• THE TASK: Where the line holding "face in this photo." appears, start copying, and continue exactly through the last line of the listing, skipping pictures.
-- start --
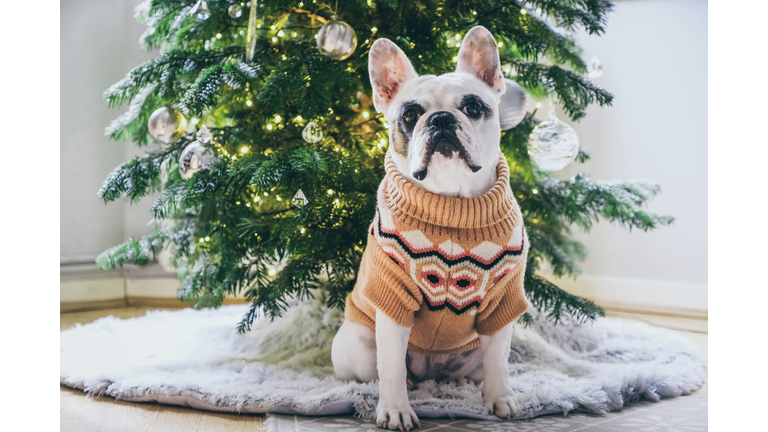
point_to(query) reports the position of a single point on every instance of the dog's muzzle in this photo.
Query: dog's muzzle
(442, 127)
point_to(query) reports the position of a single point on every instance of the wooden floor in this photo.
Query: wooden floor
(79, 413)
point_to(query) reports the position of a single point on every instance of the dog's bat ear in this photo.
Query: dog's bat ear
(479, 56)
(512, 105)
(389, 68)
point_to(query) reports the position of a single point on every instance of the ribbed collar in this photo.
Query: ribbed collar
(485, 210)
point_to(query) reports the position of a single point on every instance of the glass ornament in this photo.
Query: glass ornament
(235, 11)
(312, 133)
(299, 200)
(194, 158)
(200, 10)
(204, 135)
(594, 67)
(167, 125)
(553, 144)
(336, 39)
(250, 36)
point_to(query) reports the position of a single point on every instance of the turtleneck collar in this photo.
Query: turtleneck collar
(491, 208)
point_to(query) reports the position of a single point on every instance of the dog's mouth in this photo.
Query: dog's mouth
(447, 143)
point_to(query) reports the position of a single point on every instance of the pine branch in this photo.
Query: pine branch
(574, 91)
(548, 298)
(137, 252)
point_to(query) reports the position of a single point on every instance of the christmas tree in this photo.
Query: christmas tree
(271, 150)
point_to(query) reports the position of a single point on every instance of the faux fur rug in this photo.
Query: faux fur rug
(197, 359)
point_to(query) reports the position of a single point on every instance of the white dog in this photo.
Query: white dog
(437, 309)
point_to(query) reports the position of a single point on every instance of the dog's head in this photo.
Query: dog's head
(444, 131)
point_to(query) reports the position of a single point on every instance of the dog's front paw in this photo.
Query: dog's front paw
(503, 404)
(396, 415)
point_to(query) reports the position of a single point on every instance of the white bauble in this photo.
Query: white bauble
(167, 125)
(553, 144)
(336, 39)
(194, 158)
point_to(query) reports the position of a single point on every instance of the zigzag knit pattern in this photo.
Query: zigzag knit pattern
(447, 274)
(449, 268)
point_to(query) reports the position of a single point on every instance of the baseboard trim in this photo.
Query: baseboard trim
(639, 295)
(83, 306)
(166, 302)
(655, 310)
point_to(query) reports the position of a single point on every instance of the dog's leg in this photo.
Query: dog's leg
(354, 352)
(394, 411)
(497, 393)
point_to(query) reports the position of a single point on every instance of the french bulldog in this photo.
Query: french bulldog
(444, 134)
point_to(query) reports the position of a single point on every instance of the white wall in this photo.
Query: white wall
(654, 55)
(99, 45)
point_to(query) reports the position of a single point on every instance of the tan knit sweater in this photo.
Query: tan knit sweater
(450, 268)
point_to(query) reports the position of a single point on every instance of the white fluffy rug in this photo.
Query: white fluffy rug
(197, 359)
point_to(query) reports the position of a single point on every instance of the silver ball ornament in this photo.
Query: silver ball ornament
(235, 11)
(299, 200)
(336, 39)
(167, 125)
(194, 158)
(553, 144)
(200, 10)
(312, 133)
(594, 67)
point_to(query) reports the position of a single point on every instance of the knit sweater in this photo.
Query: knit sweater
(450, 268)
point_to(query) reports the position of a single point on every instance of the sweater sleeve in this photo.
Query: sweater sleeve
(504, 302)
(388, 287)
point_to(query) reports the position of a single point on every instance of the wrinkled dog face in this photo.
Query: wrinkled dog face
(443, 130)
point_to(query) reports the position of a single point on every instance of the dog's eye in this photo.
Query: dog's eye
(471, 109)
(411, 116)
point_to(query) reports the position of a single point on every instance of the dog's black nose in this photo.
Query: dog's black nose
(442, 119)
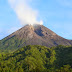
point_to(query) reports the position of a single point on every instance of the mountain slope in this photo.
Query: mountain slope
-- end --
• RESULT OF THIS TASK:
point_to(query) reports the position of a single point on every instance of the wrinkled dog face in this photo.
Query: wrinkled dog face
(443, 130)
point_to(query) reports the position of a single point on every instance of the dog's eye in this photo.
Query: dog's eye
(471, 109)
(411, 116)
point_to(query) reports the position of a single point on every instance of the dog's black nose in this photo.
Query: dog's black nose
(442, 119)
point_to(query) reports the position of a single point on every instance of the mountain slope in this photo.
Query: mountain slope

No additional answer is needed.